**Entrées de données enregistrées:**
.....
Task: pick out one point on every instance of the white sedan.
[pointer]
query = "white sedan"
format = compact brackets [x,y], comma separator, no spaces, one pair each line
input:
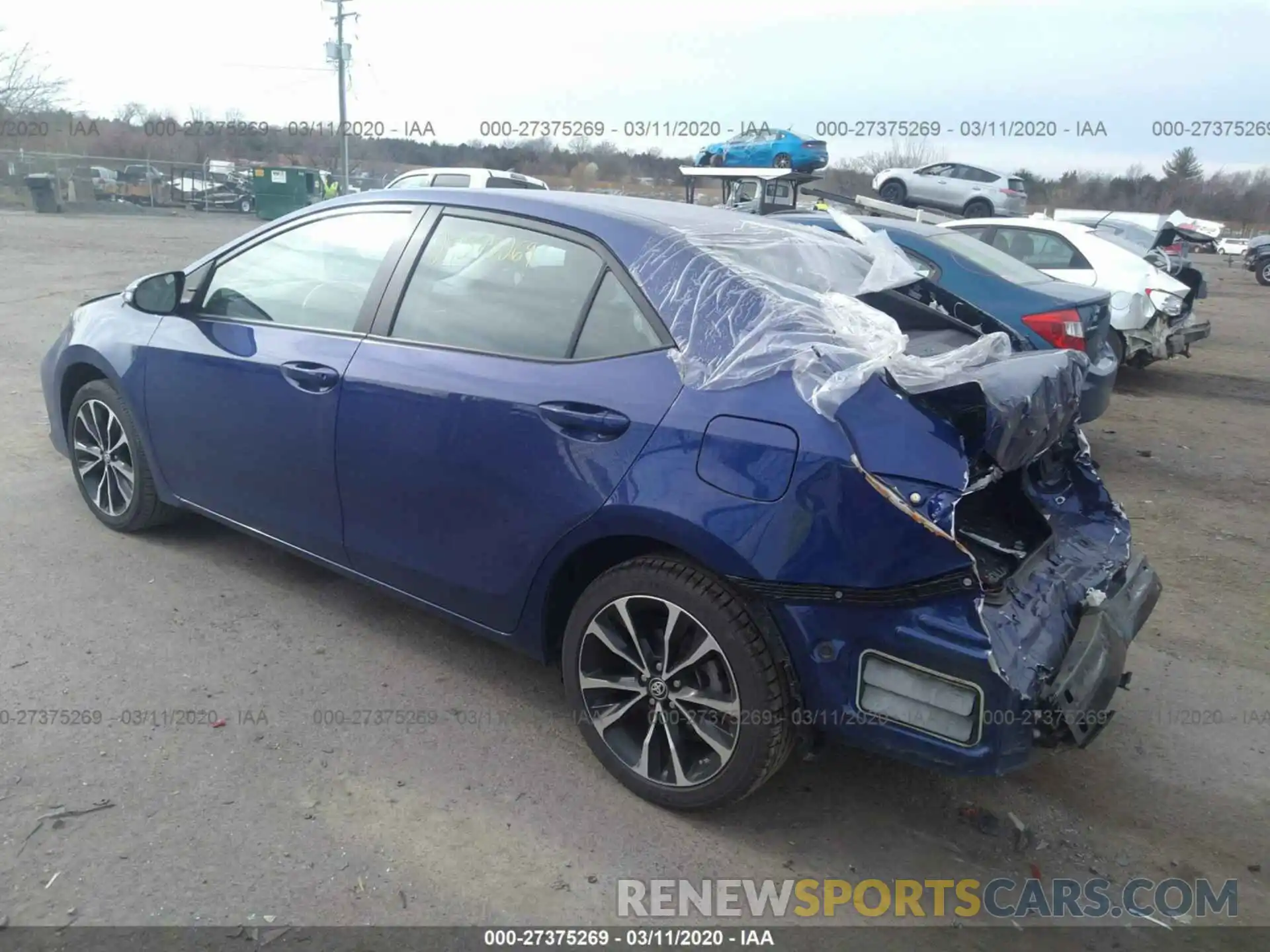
[1151,311]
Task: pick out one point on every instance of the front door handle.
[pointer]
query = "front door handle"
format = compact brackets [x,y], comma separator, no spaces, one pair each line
[585,420]
[310,377]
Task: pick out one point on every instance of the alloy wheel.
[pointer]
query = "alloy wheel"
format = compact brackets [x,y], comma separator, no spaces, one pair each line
[103,459]
[659,691]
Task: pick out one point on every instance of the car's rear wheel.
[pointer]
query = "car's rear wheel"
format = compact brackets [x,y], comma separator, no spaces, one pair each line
[978,208]
[110,462]
[893,192]
[675,687]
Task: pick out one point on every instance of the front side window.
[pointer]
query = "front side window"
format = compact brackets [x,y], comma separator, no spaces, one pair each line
[313,276]
[497,288]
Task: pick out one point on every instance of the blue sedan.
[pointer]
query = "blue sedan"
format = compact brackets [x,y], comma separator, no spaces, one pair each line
[769,149]
[1038,310]
[586,427]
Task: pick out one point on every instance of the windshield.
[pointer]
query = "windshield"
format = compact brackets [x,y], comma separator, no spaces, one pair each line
[990,259]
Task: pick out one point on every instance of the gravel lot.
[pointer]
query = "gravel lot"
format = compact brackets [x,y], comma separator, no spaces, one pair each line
[497,811]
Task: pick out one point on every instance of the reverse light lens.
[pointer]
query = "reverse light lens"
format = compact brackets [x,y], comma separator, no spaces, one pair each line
[919,698]
[1165,301]
[1060,328]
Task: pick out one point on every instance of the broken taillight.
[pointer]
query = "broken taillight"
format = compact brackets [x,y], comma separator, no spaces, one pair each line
[1060,328]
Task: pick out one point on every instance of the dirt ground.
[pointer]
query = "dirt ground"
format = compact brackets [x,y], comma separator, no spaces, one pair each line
[509,819]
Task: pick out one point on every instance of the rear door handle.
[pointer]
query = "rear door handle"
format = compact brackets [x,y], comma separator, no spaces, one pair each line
[585,420]
[310,377]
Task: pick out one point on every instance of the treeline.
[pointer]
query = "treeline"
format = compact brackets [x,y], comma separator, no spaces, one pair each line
[1240,198]
[158,139]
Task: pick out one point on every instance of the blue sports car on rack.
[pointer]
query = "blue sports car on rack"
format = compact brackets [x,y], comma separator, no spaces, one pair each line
[765,147]
[1039,311]
[668,448]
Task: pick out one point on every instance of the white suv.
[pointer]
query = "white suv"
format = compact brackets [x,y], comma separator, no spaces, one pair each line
[465,178]
[1232,247]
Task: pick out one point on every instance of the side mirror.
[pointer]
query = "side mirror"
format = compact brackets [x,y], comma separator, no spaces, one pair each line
[157,294]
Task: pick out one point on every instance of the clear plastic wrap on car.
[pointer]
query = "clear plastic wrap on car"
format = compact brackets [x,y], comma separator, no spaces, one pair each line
[747,298]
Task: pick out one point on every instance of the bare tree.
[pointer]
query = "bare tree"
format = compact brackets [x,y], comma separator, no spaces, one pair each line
[26,87]
[130,111]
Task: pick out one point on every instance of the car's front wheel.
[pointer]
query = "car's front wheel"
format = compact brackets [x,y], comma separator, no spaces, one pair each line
[893,192]
[110,463]
[978,208]
[675,687]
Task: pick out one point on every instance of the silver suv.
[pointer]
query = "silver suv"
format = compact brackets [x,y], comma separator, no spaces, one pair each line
[969,190]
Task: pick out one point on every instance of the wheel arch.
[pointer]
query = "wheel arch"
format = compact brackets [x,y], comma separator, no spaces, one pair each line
[614,536]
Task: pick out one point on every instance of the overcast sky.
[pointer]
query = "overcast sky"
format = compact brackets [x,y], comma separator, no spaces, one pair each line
[1121,63]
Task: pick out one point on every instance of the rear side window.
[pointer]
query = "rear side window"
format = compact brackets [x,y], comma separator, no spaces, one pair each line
[314,276]
[497,288]
[615,325]
[1039,249]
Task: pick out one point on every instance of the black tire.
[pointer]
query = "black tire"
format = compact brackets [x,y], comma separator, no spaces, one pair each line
[763,734]
[1117,342]
[144,508]
[977,208]
[893,190]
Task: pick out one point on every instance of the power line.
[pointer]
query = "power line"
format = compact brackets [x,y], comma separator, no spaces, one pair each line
[341,59]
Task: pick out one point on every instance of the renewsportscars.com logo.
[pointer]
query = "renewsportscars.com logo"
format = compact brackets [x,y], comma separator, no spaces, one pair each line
[1001,898]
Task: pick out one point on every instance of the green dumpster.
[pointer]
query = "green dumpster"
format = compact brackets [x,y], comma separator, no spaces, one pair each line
[285,188]
[45,192]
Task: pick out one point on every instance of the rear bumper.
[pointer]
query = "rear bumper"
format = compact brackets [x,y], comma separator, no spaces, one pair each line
[1009,648]
[1099,385]
[1094,666]
[1180,340]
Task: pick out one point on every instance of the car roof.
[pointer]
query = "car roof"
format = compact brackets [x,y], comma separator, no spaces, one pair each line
[972,165]
[873,221]
[1061,227]
[465,171]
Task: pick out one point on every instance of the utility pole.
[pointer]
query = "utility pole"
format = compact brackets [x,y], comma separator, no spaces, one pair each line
[343,108]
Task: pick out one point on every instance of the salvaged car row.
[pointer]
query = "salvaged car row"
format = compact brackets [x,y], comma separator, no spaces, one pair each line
[753,481]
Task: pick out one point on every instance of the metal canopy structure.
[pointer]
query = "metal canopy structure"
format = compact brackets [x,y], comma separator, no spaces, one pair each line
[774,190]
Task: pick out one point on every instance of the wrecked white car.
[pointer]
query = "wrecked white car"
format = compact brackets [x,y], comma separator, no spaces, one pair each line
[1152,313]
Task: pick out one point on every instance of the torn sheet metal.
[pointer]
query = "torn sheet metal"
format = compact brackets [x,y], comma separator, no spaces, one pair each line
[748,298]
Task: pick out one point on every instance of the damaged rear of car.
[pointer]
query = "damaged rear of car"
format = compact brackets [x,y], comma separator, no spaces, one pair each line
[952,580]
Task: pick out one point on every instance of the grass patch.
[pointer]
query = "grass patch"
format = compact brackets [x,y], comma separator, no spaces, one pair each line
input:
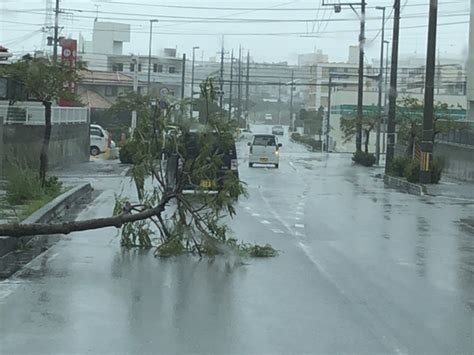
[24,190]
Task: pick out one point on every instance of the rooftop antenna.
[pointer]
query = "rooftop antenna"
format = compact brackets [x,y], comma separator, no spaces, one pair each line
[48,23]
[97,6]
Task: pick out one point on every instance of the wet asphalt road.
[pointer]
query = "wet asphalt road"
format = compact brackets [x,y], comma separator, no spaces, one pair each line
[363,269]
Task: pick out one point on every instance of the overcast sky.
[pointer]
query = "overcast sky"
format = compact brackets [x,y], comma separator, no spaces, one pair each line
[273,30]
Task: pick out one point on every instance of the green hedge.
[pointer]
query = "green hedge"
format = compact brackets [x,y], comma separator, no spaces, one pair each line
[405,166]
[362,158]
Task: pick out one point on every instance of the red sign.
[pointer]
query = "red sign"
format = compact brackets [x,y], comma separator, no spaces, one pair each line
[69,55]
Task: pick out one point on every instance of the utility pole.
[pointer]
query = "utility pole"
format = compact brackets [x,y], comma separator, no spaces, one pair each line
[56,32]
[328,121]
[385,97]
[279,101]
[183,76]
[231,83]
[239,88]
[392,104]
[291,100]
[221,80]
[427,137]
[379,118]
[360,93]
[135,90]
[149,55]
[191,108]
[247,92]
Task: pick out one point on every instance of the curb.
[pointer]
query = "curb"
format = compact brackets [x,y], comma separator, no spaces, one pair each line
[47,213]
[308,147]
[403,185]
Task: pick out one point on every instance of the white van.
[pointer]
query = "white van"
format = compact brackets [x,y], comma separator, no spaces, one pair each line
[264,149]
[100,139]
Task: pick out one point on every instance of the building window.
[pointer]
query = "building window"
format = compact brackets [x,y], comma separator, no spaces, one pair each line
[117,67]
[110,91]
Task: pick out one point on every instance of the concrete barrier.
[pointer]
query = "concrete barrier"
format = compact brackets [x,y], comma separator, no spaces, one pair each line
[402,184]
[45,214]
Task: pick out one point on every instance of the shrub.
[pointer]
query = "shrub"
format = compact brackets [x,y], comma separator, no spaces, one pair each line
[412,171]
[397,168]
[364,159]
[127,152]
[23,184]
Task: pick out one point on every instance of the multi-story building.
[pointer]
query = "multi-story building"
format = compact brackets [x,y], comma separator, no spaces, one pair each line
[105,53]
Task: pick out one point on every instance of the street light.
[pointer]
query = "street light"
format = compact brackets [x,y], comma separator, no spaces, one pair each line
[192,81]
[149,54]
[377,142]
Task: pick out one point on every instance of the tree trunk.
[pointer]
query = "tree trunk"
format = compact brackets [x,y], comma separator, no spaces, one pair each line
[46,138]
[21,230]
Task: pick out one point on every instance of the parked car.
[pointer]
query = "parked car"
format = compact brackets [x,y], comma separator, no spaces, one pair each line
[193,145]
[245,134]
[100,139]
[264,149]
[278,130]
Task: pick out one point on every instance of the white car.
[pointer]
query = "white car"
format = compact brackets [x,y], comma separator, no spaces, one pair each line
[264,149]
[278,130]
[100,140]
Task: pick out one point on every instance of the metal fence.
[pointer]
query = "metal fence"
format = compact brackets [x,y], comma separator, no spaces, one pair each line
[463,135]
[34,115]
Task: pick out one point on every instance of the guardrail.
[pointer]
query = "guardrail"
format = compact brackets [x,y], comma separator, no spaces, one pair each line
[34,115]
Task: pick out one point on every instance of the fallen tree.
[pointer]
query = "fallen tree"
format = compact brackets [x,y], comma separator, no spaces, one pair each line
[165,217]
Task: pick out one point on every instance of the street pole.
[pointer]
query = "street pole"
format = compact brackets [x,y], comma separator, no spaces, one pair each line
[392,104]
[379,118]
[56,30]
[247,92]
[239,88]
[221,81]
[427,137]
[231,83]
[135,90]
[149,55]
[291,100]
[360,94]
[279,101]
[183,76]
[328,121]
[385,97]
[191,108]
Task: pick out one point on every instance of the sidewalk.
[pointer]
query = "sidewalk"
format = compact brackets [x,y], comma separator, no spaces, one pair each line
[452,188]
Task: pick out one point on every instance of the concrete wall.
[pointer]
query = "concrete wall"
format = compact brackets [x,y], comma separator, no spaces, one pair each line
[70,143]
[458,160]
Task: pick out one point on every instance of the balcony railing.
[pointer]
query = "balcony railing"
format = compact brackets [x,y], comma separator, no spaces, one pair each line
[34,115]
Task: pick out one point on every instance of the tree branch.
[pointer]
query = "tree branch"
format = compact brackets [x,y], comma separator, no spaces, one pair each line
[21,230]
.....
Recopiez mot pour mot les lignes, depuis celle qui contient « Task: pick out one point on every instance of the balcony » jusqu'à la dernière ligne, les deux bornes étant incluses.

Task: pick out one point on every instance of the balcony railing.
[pointer]
query = "balcony railing"
format = compact brackets [x,y], comma separator, no spaces, one pair each line
[34,115]
Task: pick out one point on every instance of the tree branch.
[pointer]
query = "tree branch"
format = compact brackets [x,y], comma separator, no spaces, one pair each line
[21,230]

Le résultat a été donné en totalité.